PEDIDO ESCRITO 1 -> No artigo sobre o projecto BD PALOP, qual é a duração do programa ProCultura?

ARTIGO ->
::::

Com os 7 primeiros livros - a ‘colheita’ de 2023 - já nas livrarias, importava saber o que é o projecto BD PALOP e como funciona.
E ninguém melhor do que José de Freitas, um dos membros da cooperativa editorial A Seita, parceira portuguesa do projecto.
Perguntas e respostas, já a seguir.
As Leituras do Pedro - Como nasceu o projecto BD Palop e como entrou nele A Seita?
José de Freitas - Originalmente, foi a DGLAB que nos convidou a participar numa conferência de apresentação do programa ProCultura, que são fundos da UE, geridos pelo Instituto Camões e pela Gulbenkian, para apoiar projectos culturais em países de língua oficial portuguesa (excluindo o Brasil).
Quem nos representou no evento foi o Bruno Caetano, que teve a ideia de montar um projecto de BD, e falou com a Anima, uma empresa de Moçambique, que trabalha também na área da animação e com quem ele tinha já tido contactos. A Anima, e o seu sócio principal, com quem trabalhamos de forma mais próxima, o Fábio Ribeiro, já estavam atentos ao projecto, e aliás concorreram noutras áreas.
O
ProCultura tem como objectivo programas de cultura que consigam
estabelecer alguma "perenidade" e que sirvam de pedra de
lançamento de centros culturais ou de actividade para além da
duração do programa, que são três anos.
Assim,
os parceiros iniciais no projecto BD Palop foram a Anima, que se
posicionou como o parceiro principal, e A Seita, que entrou para
gerir de certa maneira o "know-how" na BD.
As
Leituras do Pedro - De que forma A Seita geriu este projecto?

::::

PEDIDO ESCRITO 2 -> Atualize as entradas, começando no início delas e terminando na linha que contém "[[460, 443]]", substituindo "walking cane" por "walking stick" e mantendo tudo o resto igual. Deixe as imagens de fora da resposta.

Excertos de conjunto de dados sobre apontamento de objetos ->

::::

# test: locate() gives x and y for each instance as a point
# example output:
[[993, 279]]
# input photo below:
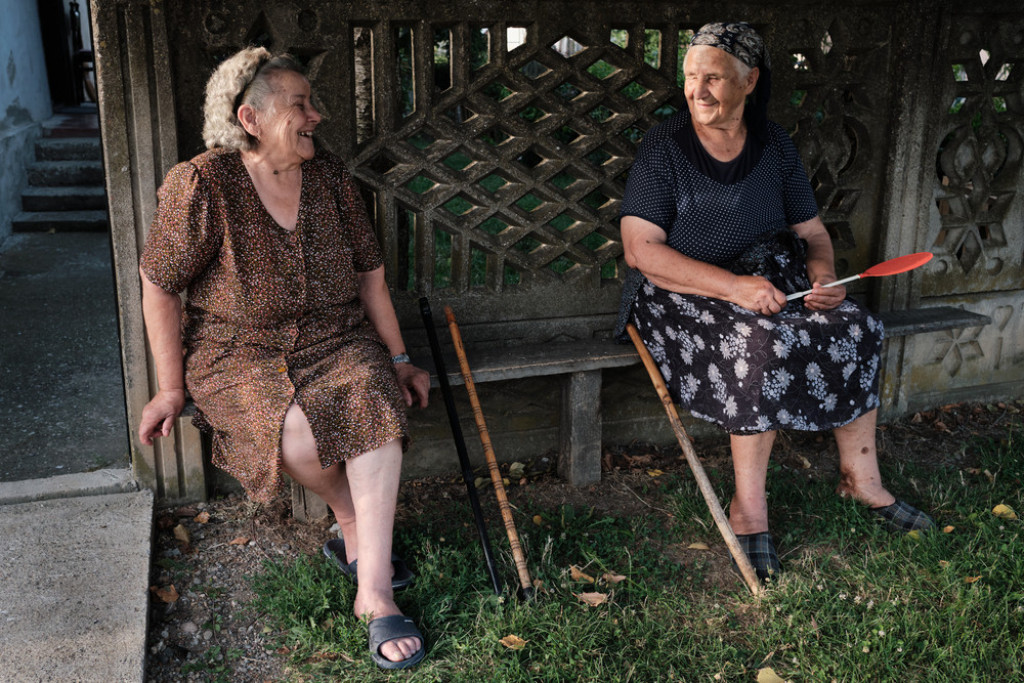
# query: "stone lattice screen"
[[974, 218], [494, 140]]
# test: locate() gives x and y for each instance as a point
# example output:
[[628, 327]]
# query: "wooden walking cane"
[[745, 569], [525, 585]]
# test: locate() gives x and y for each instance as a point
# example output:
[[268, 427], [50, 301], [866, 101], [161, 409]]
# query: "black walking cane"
[[460, 443]]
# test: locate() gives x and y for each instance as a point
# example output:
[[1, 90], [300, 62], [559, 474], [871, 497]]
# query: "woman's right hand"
[[757, 294], [160, 414]]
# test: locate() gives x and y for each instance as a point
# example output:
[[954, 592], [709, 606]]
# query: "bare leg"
[[300, 461], [749, 510], [363, 495], [858, 463]]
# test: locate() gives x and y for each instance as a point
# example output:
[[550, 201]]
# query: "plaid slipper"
[[760, 549], [902, 517]]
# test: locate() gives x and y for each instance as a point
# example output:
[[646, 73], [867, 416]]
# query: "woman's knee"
[[298, 446]]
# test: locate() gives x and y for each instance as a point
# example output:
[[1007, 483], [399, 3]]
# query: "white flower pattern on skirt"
[[750, 373]]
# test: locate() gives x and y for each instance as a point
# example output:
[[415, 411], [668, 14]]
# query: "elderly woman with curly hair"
[[288, 342]]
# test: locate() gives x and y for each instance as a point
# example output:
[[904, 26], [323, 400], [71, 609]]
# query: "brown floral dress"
[[273, 316]]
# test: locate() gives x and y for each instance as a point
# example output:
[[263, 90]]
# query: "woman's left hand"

::::

RESPOSTA ESCRITA 1 -> O programa ProCultura dura três anos.

RESPOSTA ESCRITA 2 ->
# test: locate() gives x and y for each instance as a point
# example output:
[[993, 279]]
# input photo below:
# query: "stone lattice screen"
[[974, 218], [494, 140]]
# test: locate() gives x and y for each instance as a point
# example output:
[[628, 327]]
# query: "wooden walking stick"
[[745, 569], [525, 585]]
# test: locate() gives x and y for each instance as a point
# example output:
[[268, 427], [50, 301], [866, 101], [161, 409]]
# query: "black walking stick"
[[460, 443]]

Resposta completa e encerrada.